— start of SUPPLIED RECORDS —

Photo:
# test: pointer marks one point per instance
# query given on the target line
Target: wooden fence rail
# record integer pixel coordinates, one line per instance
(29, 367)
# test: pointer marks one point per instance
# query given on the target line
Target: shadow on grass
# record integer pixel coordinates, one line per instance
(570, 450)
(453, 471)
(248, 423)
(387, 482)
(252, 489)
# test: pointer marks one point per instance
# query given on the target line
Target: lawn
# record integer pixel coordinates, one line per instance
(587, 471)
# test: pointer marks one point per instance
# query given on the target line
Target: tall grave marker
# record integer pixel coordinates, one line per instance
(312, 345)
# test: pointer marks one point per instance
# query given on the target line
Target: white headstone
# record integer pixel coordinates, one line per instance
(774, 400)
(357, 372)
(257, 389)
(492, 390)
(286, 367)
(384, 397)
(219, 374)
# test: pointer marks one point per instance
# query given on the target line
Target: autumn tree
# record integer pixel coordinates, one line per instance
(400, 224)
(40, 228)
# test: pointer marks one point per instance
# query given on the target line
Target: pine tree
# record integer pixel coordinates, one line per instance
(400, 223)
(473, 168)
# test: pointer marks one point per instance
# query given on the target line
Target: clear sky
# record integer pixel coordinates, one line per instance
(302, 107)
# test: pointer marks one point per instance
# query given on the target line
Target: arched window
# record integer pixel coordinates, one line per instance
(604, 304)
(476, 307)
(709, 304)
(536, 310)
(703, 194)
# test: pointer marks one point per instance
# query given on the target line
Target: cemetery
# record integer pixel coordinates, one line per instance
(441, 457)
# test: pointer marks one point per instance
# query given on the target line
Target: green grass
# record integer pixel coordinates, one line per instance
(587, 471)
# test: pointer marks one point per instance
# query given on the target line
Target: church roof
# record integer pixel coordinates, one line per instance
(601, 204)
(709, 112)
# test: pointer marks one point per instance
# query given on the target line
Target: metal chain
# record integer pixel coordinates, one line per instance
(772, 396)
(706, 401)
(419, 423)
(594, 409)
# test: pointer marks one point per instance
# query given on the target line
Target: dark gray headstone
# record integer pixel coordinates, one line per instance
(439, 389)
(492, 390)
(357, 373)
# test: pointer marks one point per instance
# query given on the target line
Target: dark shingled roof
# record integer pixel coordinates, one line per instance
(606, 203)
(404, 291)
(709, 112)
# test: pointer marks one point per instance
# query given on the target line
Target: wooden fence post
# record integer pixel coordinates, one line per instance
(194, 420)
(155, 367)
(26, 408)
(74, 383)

— end of SUPPLIED RECORDS —

Repeat the data precisely, reproducing every entry.

* _RESPONSE TO THIS TASK_:
Photo:
# test: pointer marks one point per instance
# query given on the target line
Target: wooden fence rail
# record integer pixel coordinates, one line per instance
(29, 367)
# test: pointer marks one point per instance
# query given on the target line
Target: shadow on grass
# record integer pixel coordinates, one line per instance
(570, 450)
(453, 471)
(248, 423)
(387, 482)
(252, 489)
# test: pointer marks one point per instance
# query given on the target line
Target: lawn
# record integer pixel coordinates, one line per instance
(587, 471)
# test: pointer marks one point per instance
# query given on the target line
Target: tall grave marker
# record integer pixel coordinates, one line per instance
(312, 345)
# test: pointer marks one point per instance
# query given on the target line
Target: white headstone
# record integer pixel coordinates, one line per instance
(774, 400)
(357, 372)
(257, 389)
(492, 390)
(286, 367)
(384, 397)
(219, 374)
# test: pointer marks one point per instance
# query given on the target line
Target: autumn tree
# record integer pixel coordinates, one line per instance
(400, 224)
(40, 228)
# test: pointer marks one point per instance
# query given on the target line
Target: pine tree
# record integer pixel coordinates, one line per instance
(400, 223)
(473, 168)
# test: pointer marks one point per instance
# query given on the target line
Target: clear sky
# record integer pixel coordinates, one line per instance
(302, 107)
# test: pointer marks one point per instance
# query given on the target line
Target: arched window
# record integer pixel coordinates, one line per instance
(604, 304)
(476, 307)
(709, 304)
(536, 310)
(703, 194)
# test: pointer marks one point per instance
# query given on the target line
Target: cemetery
# record integer pixel coordinates, one line per instance
(441, 457)
# test: pointer marks one point per instance
# query given on the target line
Target: green grass
# record integer pixel coordinates, one line per instance
(587, 471)
# test: pointer marks one point per instance
# query given on the target line
Target: church roof
# record integer pixel coordinates, one line per instance
(601, 204)
(709, 112)
# test: pointer marks one point per instance
# query given on the target line
Target: metal chain
# record integer pixel coordinates, one line per instance
(772, 396)
(706, 401)
(419, 423)
(594, 409)
# test: pointer marks one point per instance
# query given on the target line
Target: dark gray headstone
# record integer pixel coordinates, one line per instance
(439, 389)
(492, 390)
(357, 373)
# test: pointer marks one point per instance
# query given on the target line
Target: dark shingled roof
# record integer pixel coordinates, one line per instance
(606, 203)
(404, 291)
(709, 112)
# test: pointer marks one point per instance
# query given on the target line
Target: wooden fence post
# record integer pixel coordinates, one line per instance
(194, 420)
(155, 367)
(26, 408)
(74, 383)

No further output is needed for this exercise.